PAGE EXTRACT —
Trucking Inflation

Trucking Inflation

Clearly, fuel is a big part of inflationary pressure for transportation, but the shipper is really the one bearing a lot of that cost. The carrier eats the cost at first but then they pass it on. There are potentially some cashflow issues, but we are not seeing a significant problem there yet. They have gone through and have been raising interest rates to try to bring this down. In addition, over the last two years, inventories were already too low for the consumer market. The problem was exacerbated when China shut down for an extended period due to COVID-19 outbreaks. Dry van spot volumes started the year at close to record levels and then declined steadily before beginning to stabilize in April. There has been a similar dynamic in dry van spot rates, though it was much more gradual. Dry van spot metrics are also running below comparable 2021 levels both in volume and rates. The volume has fallen quite sharply this year from a record level heading into the year but we also see spot volume is still running way ahead of where it was prior to the pandemic. Further, total broker-posted dry van rates are about 63 cents below the record posted last year. And with the increase in diesel prices over the last four months, dry van rates are nearly $1 below the level they were last year. As of June, for-hire trucking employment reached an all-time high and is more than 74,000 jobs ahead of February 2020. There is clearly plenty of demand for drivers. If there weren’t, we wouldn’t be seeing that much hiring taking place.

Excerpts from a dataset
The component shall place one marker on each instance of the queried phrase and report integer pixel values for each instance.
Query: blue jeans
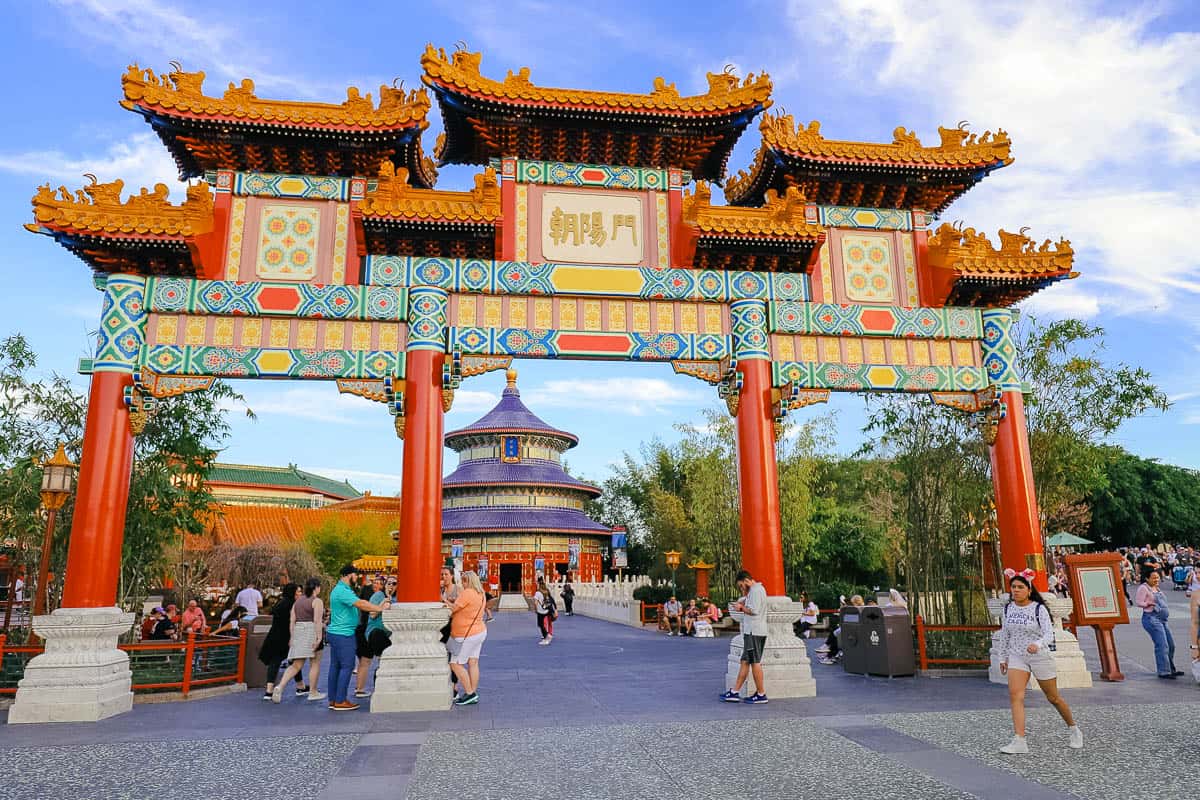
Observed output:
(341, 666)
(1164, 644)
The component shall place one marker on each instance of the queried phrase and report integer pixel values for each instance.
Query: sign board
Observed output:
(1095, 581)
(592, 228)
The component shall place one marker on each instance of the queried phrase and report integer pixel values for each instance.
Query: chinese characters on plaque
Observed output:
(592, 228)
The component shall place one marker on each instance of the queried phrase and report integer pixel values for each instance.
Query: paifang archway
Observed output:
(316, 247)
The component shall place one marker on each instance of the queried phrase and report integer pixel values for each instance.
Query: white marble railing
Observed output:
(607, 600)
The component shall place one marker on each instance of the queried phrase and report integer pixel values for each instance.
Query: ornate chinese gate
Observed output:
(315, 247)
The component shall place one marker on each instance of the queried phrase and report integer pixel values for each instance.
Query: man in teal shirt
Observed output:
(343, 618)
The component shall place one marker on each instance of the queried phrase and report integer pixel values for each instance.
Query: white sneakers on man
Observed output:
(1015, 747)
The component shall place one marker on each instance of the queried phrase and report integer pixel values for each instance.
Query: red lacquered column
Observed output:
(94, 557)
(1017, 504)
(762, 548)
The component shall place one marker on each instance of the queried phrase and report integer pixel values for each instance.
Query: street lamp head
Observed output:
(58, 475)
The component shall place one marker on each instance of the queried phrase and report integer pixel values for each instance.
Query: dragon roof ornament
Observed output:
(395, 198)
(181, 92)
(780, 216)
(97, 209)
(726, 92)
(967, 252)
(958, 146)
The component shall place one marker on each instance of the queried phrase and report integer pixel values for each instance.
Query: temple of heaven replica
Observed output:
(510, 511)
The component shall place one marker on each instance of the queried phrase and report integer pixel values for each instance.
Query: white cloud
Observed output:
(141, 161)
(636, 396)
(1095, 101)
(151, 29)
(321, 403)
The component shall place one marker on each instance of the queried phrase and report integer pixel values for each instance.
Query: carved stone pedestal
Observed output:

TASK BRIEF —
For each statement, answer yes or no according to the trucking inflation text, quoting exactly the words of the text that decide it. 1. Dry van spot volumes rose steadily during the first months of the year. 2. As of June, for-hire trucking employment was above its February 2020 level. 3. Spot volume remains ahead of where it was before the pandemic. The listing has no connection to the text.

ANSWER TO THIS PROBLEM —
1. No: "Dry van spot volumes started the year at close to record levels and then declined steadily before beginning to stabilize in April."
2. Yes: "is more than 74,000 jobs ahead of February 2020."
3. Yes: "spot volume is still running way ahead of where it was prior to the pandemic."